- **TAREAS**:
**1.** Cita del comentario sobre Marcos 13,24-32 el fragmento que va desde "Lo que le da" hasta "Tenlo en cuenta.", ambos incluidos.
**2.** Según el comentario sobre Marcos 13,24-32, ¿adónde ha ido alejando nuestra cultura la enfermedad terminal y la muerte?

- **EXTRACTO DEL DOCUMENTO**:
# # # # # # #
(Marcos 13,24-32) LA MUERTE y, aún más el fin del mundo, son temas tabú en nuestra cultura. Por una parte, la fe cristiana durante mucho tiempo estuvo alienada en el premio o el castigo eterno que merecerían nuestros pecados; y en vez de ser una fe que llenara de sentido y plenitud nuestra vida, la llenaba de miedo y de temor. Por otro, nuestra cultura ha ido alejando a la enfermedad terminal y la muerte a los hospitales y tanatorios, y vivimos en la ensoñación y en la falsedad de una vida que no muestra su fin.
La vida en la Tierra se acabará y nuestra vida biológica llegará un día a su fin. Estas son verdades palmarias. Cuando el Evangelio nos habla de que “el sol se oscurecerá, la luna no dará su resplandor y las estrellas irán cayendo del cielo” nos está revelando, precisa y sorprendentemente, que el destino de nuestra vida no es la muerte, sino la comunión con Cristo: “Entonces verán al Hijo del hombre con gran poder y gloria”.
Lo que le da verdadero sentido a nuestra vida aquí en esta Tierra, es la relación personal con Cristo, que nos hace vivir en comunión profunda con los nuestros; y eso es lo que podremos vivir en plenitud después de esta vida. Solo el amor perdura. Todo lo que no sea amor: orgullo, vanidad, envidia, avaricia, miedo, dolor, angustia… será polvo. El amor interesado no es amor, sino propio interés. ¿Cuánto pesa el amor en lo que vives? Quien tenga poco amor, ¿poco amor vivirá eternamente? Tenlo en cuenta.
# # # # # # #
- **DATOS DE ENTRADA**:
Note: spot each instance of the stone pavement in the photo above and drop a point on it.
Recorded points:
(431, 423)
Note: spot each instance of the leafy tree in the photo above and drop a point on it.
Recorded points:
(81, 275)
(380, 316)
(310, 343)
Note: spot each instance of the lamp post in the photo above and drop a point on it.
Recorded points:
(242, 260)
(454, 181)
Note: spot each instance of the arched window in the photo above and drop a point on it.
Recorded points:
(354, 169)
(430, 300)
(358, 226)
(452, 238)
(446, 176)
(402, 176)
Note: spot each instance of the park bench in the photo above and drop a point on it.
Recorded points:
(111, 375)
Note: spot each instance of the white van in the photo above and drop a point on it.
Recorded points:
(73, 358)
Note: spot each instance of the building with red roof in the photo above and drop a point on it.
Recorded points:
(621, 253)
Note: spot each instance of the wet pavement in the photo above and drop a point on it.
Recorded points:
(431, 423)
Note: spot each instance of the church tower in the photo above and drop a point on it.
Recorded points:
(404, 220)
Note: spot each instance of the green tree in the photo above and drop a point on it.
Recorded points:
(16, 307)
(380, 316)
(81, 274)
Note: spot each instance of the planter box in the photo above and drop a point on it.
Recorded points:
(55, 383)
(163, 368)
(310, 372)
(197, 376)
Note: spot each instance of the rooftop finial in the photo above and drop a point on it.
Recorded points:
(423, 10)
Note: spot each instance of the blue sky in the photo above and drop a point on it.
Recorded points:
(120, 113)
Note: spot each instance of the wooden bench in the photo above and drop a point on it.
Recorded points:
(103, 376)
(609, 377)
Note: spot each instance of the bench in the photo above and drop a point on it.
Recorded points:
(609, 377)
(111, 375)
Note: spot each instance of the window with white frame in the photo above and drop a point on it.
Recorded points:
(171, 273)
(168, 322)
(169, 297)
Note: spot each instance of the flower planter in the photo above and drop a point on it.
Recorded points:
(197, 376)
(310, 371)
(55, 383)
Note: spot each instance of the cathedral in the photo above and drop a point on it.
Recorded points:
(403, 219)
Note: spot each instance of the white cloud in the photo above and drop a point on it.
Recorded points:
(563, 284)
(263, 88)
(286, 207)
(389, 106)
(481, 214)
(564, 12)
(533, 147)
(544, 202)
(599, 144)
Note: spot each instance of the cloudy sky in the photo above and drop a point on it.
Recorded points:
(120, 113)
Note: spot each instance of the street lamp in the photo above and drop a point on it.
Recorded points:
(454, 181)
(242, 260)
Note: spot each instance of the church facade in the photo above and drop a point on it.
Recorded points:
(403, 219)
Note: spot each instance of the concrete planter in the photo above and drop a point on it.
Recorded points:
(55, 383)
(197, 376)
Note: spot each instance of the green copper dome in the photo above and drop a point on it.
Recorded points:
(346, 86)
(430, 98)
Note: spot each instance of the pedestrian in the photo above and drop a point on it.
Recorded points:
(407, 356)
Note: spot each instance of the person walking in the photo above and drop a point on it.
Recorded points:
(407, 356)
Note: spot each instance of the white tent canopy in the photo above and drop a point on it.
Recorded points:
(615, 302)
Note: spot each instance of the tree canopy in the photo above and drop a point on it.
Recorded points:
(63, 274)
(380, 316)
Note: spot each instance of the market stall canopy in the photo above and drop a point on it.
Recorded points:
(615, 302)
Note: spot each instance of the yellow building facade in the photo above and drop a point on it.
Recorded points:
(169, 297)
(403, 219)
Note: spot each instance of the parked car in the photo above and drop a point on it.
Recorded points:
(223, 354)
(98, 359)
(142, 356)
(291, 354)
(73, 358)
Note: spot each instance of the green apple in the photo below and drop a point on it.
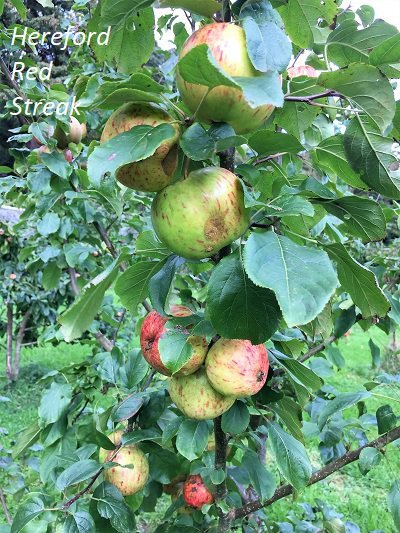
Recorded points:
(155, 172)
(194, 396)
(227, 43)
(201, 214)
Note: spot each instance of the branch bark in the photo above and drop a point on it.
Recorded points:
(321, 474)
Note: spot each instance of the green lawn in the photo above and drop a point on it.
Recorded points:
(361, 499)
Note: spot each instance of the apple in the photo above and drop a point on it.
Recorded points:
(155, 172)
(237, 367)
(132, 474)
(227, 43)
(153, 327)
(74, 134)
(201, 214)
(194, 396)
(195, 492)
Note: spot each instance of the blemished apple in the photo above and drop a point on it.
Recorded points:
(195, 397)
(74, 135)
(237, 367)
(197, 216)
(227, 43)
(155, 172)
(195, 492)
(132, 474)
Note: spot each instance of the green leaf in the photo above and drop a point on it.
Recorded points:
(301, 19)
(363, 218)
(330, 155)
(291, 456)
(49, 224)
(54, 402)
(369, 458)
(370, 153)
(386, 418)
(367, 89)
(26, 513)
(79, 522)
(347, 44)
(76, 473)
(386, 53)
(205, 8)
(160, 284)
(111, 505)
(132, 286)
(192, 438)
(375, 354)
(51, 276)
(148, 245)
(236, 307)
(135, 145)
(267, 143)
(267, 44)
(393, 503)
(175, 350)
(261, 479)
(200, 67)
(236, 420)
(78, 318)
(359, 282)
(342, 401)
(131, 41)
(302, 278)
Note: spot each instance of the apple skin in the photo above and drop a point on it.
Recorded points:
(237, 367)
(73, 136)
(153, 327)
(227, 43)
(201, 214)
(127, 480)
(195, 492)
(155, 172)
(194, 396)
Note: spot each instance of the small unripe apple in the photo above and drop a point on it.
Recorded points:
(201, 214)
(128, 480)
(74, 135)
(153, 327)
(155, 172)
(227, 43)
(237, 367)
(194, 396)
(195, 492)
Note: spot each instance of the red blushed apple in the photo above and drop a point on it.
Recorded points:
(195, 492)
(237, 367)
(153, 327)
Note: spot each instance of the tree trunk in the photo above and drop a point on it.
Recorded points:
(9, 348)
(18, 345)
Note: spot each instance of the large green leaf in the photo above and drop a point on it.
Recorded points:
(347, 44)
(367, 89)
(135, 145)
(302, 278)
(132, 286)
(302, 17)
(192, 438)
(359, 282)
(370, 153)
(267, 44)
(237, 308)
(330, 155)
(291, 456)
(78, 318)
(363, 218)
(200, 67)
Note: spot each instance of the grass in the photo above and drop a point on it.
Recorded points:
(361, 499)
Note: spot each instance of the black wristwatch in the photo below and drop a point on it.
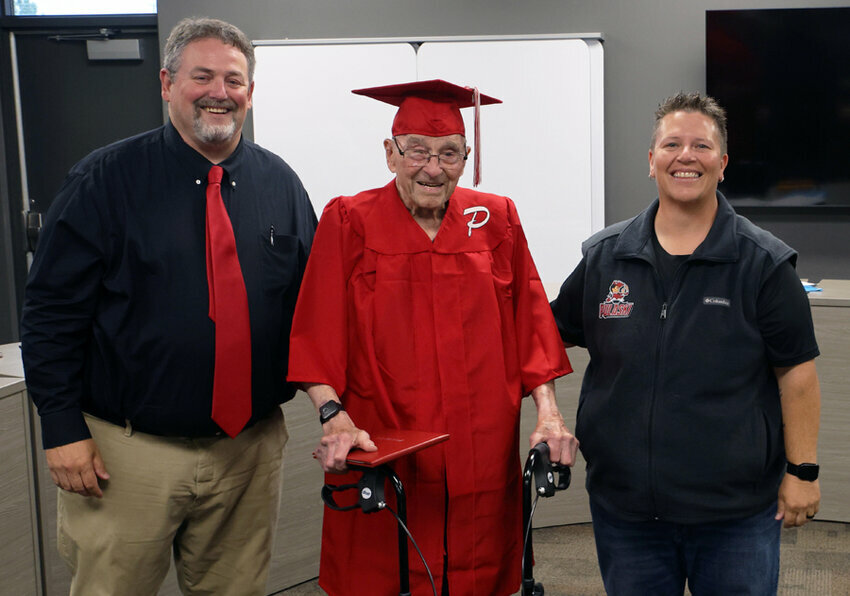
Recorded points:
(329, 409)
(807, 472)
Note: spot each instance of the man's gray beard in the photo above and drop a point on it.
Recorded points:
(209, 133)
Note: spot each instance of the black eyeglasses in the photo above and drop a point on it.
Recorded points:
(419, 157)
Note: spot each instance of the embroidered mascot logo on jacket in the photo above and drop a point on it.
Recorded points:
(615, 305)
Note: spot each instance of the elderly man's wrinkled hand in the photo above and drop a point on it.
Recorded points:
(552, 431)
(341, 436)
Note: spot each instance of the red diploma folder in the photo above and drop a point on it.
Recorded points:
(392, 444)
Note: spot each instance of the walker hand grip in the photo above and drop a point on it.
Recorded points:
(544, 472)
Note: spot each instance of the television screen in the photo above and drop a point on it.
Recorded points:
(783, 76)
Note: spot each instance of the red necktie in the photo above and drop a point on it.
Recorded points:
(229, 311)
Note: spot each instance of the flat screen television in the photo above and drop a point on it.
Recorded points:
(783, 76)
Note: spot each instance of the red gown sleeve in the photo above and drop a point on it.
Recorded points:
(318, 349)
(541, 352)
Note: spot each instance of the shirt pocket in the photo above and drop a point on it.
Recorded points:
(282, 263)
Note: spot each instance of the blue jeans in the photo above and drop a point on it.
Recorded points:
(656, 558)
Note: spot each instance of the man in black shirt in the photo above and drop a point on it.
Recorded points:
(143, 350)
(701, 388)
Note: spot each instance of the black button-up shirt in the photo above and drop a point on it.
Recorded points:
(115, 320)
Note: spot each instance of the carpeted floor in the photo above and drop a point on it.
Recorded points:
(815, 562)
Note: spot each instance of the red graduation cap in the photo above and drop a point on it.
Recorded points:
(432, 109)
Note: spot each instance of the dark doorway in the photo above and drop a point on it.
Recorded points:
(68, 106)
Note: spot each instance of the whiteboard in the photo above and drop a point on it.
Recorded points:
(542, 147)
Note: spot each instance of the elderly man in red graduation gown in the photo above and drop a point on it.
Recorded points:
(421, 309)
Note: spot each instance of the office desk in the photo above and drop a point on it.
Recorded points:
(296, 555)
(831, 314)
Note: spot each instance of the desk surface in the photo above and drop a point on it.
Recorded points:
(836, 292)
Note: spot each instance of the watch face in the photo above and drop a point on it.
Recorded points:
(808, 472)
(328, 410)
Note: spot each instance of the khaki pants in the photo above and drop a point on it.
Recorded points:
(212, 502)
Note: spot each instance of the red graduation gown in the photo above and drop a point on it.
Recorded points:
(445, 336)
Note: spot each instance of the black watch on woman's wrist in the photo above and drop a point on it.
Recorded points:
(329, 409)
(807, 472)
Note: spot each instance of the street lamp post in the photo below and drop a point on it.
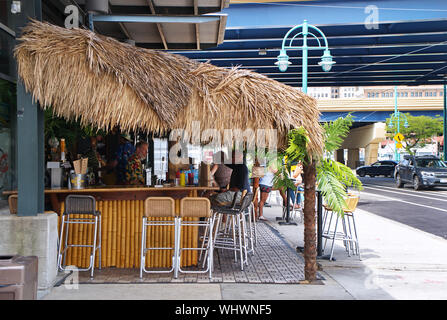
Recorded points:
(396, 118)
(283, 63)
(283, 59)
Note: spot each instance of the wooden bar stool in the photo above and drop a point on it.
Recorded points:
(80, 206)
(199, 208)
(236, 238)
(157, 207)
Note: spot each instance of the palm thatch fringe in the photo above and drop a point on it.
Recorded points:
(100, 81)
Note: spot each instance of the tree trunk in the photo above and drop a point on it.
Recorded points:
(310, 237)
# # # # # # #
- **SOLUCIONES POR TAREA**:
**1.**
Lo que le da verdadero sentido a nuestra vida aquí en esta Tierra, es la relación personal con Cristo, que nos hace vivir en comunión profunda con los nuestros; y eso es lo que podremos vivir en plenitud después de esta vida. Solo el amor perdura. Todo lo que no sea amor: orgullo, vanidad, envidia, avaricia, miedo, dolor, angustia… será polvo. El amor interesado no es amor, sino propio interés. ¿Cuánto pesa el amor en lo que vives? Quien tenga poco amor, ¿poco amor vivirá eternamente? Tenlo en cuenta.

**2.** A los hospitales y tanatorios.